YOUR GOAL
Copy out the piece below on the NHS and the lockdown word for word, from start to finish.

[EXCERPT]

Since those seemingly far-off days circumstances have changed. Firstly, mostly thanks to the Army’s Royal Engineers, the NHS now has more ICU beds available than it has had ever – some ten times the number. There are no corpses piling up in the streets. The economy has not tanked. Yet.

Unfortunately it has also become obvious that the Health Service approach to protecting its front-line staff is on a par with the MoD sending soldiers to patrol Basra in Snatch Land Rovers. It also seems that it has not bothered testing many people, or even anticipated the need for test kits in its pandemic preparation plans. Nor does it have data. Nor is it sharing information sensibly. How come pharmacies still aren’t delivering prescription medications to the vulnerable? Many of the 750,000 who volunteered to help perform such tasks have not even been contacted. 

Anecdotally I hear that there are (non-NHS) labs still unused. That there are hospitals outside London (but in high population density areas) that are not swamped. And while there may be some petulant posts on social media, out here in the sticks I see good-humoured order in supermarkets and loo paper on the shelves. I see good humoured policemen doing their normal thing (with one exception) and the public co-operating on the two metres distancing.

Which is why I am concerned at Mr Hancock’s threat to tighten the lockdown. He seems to want it to stay in place until the rate of spread reduces. That is not what is for. This medical mission creep is also the path to economic Armageddon, even if it is possible, which at least one senior police officer doubts. The police know that they can do their job only with public consent.

[/EXCERPT]
[LISTED ENTRIES]

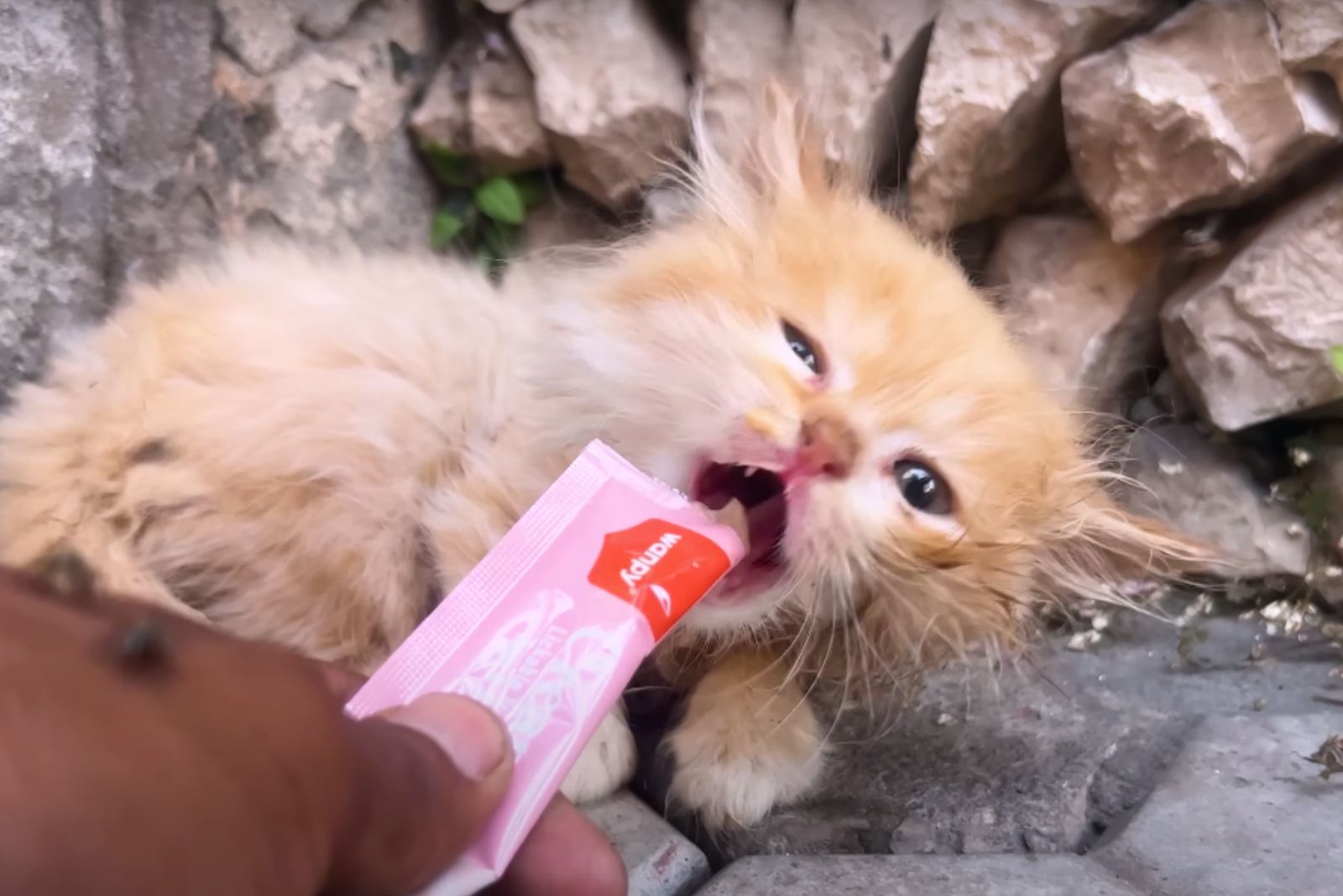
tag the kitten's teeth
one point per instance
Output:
(735, 517)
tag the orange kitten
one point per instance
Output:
(312, 448)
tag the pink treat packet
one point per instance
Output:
(550, 628)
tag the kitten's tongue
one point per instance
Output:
(760, 528)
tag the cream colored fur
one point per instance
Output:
(312, 448)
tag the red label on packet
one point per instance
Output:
(660, 568)
(552, 624)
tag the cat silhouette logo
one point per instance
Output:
(660, 568)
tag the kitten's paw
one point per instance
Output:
(606, 763)
(734, 768)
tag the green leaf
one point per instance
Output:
(500, 199)
(452, 169)
(445, 228)
(532, 187)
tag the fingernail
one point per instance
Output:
(472, 737)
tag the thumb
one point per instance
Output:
(430, 777)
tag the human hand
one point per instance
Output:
(144, 754)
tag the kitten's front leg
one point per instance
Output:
(608, 761)
(749, 742)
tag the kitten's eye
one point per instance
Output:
(923, 488)
(802, 347)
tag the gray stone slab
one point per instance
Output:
(1037, 758)
(917, 876)
(657, 857)
(1240, 812)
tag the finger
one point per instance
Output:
(431, 774)
(564, 855)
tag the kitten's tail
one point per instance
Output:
(69, 459)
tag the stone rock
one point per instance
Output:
(657, 859)
(324, 19)
(1239, 813)
(735, 47)
(1170, 122)
(1202, 490)
(1083, 306)
(261, 34)
(54, 196)
(564, 221)
(666, 204)
(127, 140)
(609, 87)
(1041, 755)
(504, 129)
(1251, 337)
(859, 63)
(442, 117)
(319, 149)
(989, 128)
(1311, 35)
(917, 875)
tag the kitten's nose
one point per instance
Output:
(829, 443)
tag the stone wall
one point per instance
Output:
(1150, 190)
(134, 129)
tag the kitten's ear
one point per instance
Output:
(1101, 544)
(772, 154)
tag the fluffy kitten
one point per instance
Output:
(312, 448)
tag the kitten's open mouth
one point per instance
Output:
(765, 504)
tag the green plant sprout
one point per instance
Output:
(481, 214)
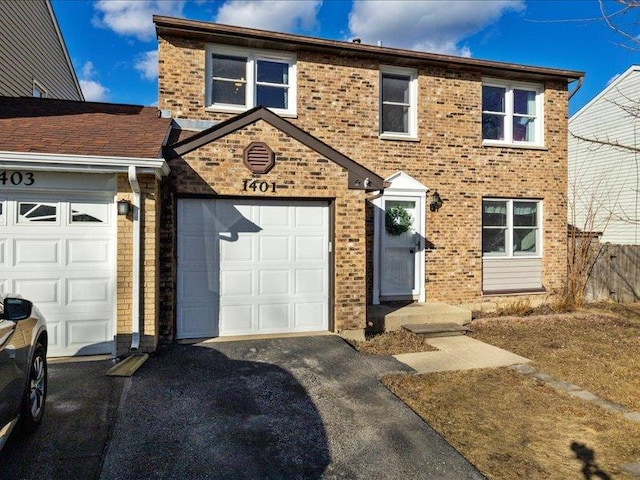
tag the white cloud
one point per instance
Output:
(133, 17)
(147, 65)
(427, 26)
(91, 89)
(278, 15)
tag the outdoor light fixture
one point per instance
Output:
(436, 202)
(124, 207)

[/LISTED ENTRIES]

SOLUTION TO THIS TASK
Since those seemingly far-off days circumstances have changed. Firstly, mostly thanks to the Army’s Royal Engineers, the NHS now has more ICU beds available than it has had ever – some ten times the number. There are no corpses piling up in the streets. The economy has not tanked. Yet.

Unfortunately it has also become obvious that the Health Service approach to protecting its front-line staff is on a par with the MoD sending soldiers to patrol Basra in Snatch Land Rovers. It also seems that it has not bothered testing many people, or even anticipated the need for test kits in its pandemic preparation plans. Nor does it have data. Nor is it sharing information sensibly. How come pharmacies still aren’t delivering prescription medications to the vulnerable? Many of the 750,000 who volunteered to help perform such tasks have not even been contacted. 

Anecdotally I hear that there are (non-NHS) labs still unused. That there are hospitals outside London (but in high population density areas) that are not swamped. And while there may be some petulant posts on social media, out here in the sticks I see good-humoured order in supermarkets and loo paper on the shelves. I see good humoured policemen doing their normal thing (with one exception) and the public co-operating on the two metres distancing.

Which is why I am concerned at Mr Hancock’s threat to tighten the lockdown. He seems to want it to stay in place until the rate of spread reduces. That is not what is for. This medical mission creep is also the path to economic Armageddon, even if it is possible, which at least one senior police officer doubts. The police know that they can do their job only with public consent.